**Goal of the exercise**
Write out the whole worked problem on completing the square below, word for word, keeping every symbol and line break.

**Selection**
Learning Objectives

# Problem 1 of 3

Given: 4x^{2} - y^{2} - 2y + 3 = 0

(a) Write in standard form.

(b) Sketch the graph.

(c) State the domain, range and equations of the asymptotes.

**Solution**

a)

4x^{2} - y^{2} - 2y + 3 = 0

4x^{2} - y^{2} - 2y = -3

(4x^{2}) - (y^{2} - 2y + 1) = -3-1

(4x^{2})/-4 - (y + 1)^{2}/-4 = -4/-4

-x^{2} + (y + 1)^{2}/-4 = 1

(y + 1)^{2}/-4 -x^{2} = 1

'by bringing the 3 to the other side of the equal side, it becomes a -3

'complete the square for the "y" Considering you can't do anything for the "x", instead of adding a 1 on the right side you subract a 1. This is because the y is negative.

'divide everything by -4

The 4x reduces to -x and the -4 reduces to 1

Since "y is positive, it should be written first and then x. But this is optional

b)

**Source excerpt**
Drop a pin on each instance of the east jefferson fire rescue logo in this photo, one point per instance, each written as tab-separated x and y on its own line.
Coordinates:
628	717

**Exercise result**
Learning Objectives

# Problem 1 of 3

Given: 4x^{2} - y^{2} - 2y + 3 = 0

(a) Write in standard form.

(b) Sketch the graph.

(c) State the domain, range and equations of the asymptotes.

**Solution**

a)

4x^{2} - y^{2} - 2y + 3 = 0

4x^{2} - y^{2} - 2y = -3

(4x^{2}) - (y^{2} - 2y + 1) = -3-1

(4x^{2})/-4 - (y + 1)^{2}/-4 = -4/-4

-x^{2} + (y + 1)^{2}/-4 = 1

(y + 1)^{2}/-4 -x^{2} = 1

'by bringing the 3 to the other side of the equal side, it becomes a -3

'complete the square for the "y" Considering you can't do anything for the "x", instead of adding a 1 on the right side you subract a 1. This is because the y is negative.

'divide everything by -4

The 4x reduces to -x and the -4 reduces to 1

Since "y is positive, it should be written first and then x. But this is optional

b)